(Recorded data)
○ ○ ○ ○

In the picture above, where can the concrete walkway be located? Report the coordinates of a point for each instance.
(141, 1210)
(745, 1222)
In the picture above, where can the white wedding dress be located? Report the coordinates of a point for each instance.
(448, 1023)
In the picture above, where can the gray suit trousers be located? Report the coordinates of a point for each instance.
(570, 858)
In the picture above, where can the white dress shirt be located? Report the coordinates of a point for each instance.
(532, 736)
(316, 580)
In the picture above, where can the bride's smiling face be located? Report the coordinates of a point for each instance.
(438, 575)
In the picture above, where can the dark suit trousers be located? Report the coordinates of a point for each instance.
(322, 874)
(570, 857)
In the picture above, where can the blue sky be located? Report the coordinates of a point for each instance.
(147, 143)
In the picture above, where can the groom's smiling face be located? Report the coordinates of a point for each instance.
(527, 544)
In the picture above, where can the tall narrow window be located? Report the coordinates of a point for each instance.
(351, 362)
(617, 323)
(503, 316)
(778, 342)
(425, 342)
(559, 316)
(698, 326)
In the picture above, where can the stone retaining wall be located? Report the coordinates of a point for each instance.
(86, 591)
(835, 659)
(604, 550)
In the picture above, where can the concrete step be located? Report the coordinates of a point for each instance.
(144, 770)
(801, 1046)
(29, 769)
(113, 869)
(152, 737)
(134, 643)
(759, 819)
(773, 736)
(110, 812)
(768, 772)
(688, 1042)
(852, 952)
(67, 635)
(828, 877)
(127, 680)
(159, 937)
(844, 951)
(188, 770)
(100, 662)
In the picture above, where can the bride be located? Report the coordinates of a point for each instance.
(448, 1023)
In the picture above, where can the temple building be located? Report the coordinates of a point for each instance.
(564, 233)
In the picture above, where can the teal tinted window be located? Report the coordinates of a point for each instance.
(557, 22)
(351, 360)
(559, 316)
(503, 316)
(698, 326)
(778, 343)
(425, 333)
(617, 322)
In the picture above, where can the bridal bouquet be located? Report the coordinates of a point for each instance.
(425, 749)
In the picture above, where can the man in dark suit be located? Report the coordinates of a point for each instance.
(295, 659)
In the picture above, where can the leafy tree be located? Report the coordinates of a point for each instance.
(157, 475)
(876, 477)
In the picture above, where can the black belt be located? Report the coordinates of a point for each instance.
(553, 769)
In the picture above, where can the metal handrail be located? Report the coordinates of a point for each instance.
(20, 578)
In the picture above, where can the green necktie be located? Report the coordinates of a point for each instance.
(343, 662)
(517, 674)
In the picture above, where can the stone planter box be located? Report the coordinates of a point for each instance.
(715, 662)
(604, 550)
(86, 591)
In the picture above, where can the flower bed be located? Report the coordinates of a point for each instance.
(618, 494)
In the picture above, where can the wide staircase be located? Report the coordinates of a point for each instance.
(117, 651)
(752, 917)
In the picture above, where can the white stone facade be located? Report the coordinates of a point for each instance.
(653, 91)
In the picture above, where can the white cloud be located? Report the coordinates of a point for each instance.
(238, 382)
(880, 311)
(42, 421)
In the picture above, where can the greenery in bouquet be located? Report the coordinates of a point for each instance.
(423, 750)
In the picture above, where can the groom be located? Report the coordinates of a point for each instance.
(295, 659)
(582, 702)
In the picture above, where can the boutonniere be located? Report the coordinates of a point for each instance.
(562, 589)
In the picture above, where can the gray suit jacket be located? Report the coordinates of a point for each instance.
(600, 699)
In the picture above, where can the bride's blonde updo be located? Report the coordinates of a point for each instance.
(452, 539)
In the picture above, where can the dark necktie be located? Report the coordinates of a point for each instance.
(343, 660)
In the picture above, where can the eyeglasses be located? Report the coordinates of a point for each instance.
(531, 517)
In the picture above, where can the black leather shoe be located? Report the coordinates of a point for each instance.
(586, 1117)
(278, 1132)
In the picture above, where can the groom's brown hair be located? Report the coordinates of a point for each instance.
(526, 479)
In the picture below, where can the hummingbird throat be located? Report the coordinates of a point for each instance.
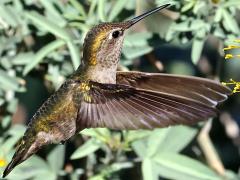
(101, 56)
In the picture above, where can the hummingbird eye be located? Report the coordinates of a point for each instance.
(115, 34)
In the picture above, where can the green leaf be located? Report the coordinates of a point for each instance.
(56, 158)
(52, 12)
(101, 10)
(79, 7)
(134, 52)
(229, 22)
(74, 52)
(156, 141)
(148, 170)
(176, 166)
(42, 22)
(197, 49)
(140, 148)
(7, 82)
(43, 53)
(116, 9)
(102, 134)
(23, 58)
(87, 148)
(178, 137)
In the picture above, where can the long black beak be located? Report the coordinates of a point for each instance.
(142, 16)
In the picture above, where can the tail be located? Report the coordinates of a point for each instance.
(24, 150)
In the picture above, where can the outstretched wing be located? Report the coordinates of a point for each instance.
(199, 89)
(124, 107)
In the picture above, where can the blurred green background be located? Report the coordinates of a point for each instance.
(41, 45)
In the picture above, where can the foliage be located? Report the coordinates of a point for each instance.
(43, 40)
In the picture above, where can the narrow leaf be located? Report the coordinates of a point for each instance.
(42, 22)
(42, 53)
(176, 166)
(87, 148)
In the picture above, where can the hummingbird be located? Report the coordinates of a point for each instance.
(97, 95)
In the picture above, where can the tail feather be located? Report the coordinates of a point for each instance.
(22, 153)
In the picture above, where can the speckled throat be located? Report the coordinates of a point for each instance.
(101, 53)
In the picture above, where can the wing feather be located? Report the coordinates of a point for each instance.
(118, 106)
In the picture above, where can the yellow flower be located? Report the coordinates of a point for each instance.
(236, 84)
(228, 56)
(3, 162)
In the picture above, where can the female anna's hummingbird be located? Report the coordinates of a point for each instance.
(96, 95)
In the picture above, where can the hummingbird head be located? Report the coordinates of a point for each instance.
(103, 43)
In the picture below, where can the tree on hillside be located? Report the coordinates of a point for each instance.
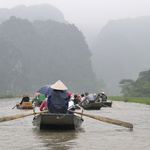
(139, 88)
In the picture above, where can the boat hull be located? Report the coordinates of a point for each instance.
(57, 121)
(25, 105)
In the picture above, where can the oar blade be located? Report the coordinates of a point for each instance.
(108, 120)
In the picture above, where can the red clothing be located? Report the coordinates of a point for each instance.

○ ○ ○ ○

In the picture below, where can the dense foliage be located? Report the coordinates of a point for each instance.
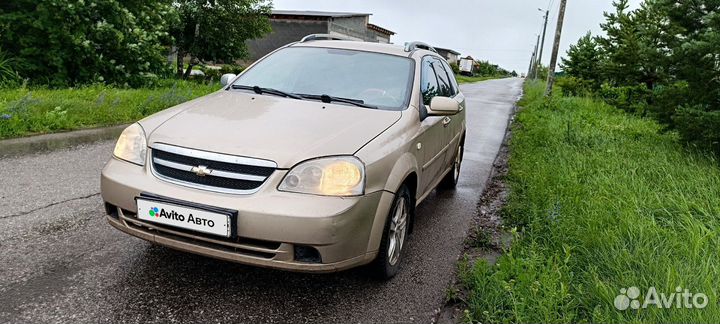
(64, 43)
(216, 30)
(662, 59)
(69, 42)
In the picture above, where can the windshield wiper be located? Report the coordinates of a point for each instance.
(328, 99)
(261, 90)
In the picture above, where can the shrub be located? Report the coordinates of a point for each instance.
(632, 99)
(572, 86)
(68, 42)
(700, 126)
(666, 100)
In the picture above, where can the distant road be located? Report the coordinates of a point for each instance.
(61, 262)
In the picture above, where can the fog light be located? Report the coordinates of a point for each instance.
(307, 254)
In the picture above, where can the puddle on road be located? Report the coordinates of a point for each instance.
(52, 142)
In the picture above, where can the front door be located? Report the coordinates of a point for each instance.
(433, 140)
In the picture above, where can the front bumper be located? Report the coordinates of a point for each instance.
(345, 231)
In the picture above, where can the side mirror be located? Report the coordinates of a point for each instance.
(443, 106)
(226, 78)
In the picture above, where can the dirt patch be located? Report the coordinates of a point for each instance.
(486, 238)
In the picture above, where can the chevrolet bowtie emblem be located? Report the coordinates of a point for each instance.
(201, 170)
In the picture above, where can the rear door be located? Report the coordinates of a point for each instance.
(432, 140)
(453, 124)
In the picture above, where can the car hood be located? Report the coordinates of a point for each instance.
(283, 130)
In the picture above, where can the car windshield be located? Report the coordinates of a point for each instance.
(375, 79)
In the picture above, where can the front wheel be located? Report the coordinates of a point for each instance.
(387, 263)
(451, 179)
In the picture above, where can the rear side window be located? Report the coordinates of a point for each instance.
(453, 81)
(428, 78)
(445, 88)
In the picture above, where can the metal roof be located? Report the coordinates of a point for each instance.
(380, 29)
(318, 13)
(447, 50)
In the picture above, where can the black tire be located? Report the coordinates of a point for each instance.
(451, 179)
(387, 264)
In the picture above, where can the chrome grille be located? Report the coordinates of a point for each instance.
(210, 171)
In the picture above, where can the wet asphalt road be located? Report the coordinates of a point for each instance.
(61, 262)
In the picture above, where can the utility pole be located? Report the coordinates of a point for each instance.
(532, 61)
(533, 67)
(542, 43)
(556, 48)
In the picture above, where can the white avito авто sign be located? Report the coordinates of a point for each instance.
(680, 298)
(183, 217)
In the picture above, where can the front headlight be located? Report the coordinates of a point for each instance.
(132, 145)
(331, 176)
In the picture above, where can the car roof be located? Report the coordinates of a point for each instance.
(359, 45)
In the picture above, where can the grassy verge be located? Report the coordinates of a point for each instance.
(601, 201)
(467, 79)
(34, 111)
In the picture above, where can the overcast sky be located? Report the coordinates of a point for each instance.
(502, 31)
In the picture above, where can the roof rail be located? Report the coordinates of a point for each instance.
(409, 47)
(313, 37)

○ ○ ○ ○

- [Problem to solve]
With the pictures omitted, restate word for word the lines above from the line that has "In the picture above, where can the blurred" up to and including the line that has "In the picture above, where can the red", and no other lines.

- [Task answer]
In the picture above, where can the blurred green background be located? Report the coordinates of a point for each instance.
(41, 45)
In the picture above, where can the foliage be located? Report the coordinates of a point for each instance.
(43, 40)
In the picture above, where can the narrow leaf be located? Report the coordinates of a point for each instance.
(42, 22)
(42, 53)
(176, 166)
(87, 148)
In the picture above, where can the hummingbird be located? Report the coordinates of a point for each instance.
(97, 95)
In the picture above, where can the tail feather be located? Report the coordinates of a point for each instance.
(22, 153)
In the picture above, where can the speckled throat be located? Report the coordinates of a point for each instance.
(101, 53)
In the picture above, where can the wing feather be located? Report the coordinates of a point for each instance.
(118, 106)
In the picture above, where can the yellow flower be located? Report the coordinates of a point for each instance.
(236, 84)
(228, 56)
(3, 162)
In the picture above, where can the female anna's hummingbird be located? Report the coordinates of a point for each instance.
(96, 95)
In the picture above, where can the hummingbird head be located? Report the coordinates of a point for each instance.
(103, 43)
In the picture below, where can the tree on hillside be located? Report the coordinates of a point for each instance.
(139, 88)
In the picture above, where can the boat hull be located? Report the coordinates of a point for each instance.
(57, 121)
(25, 105)
In the picture above, where can the oar blade be located? Report the coordinates of a point for each instance.
(108, 120)
In the picture above, where can the red clothing be located? Report the coordinates of a point for each instance.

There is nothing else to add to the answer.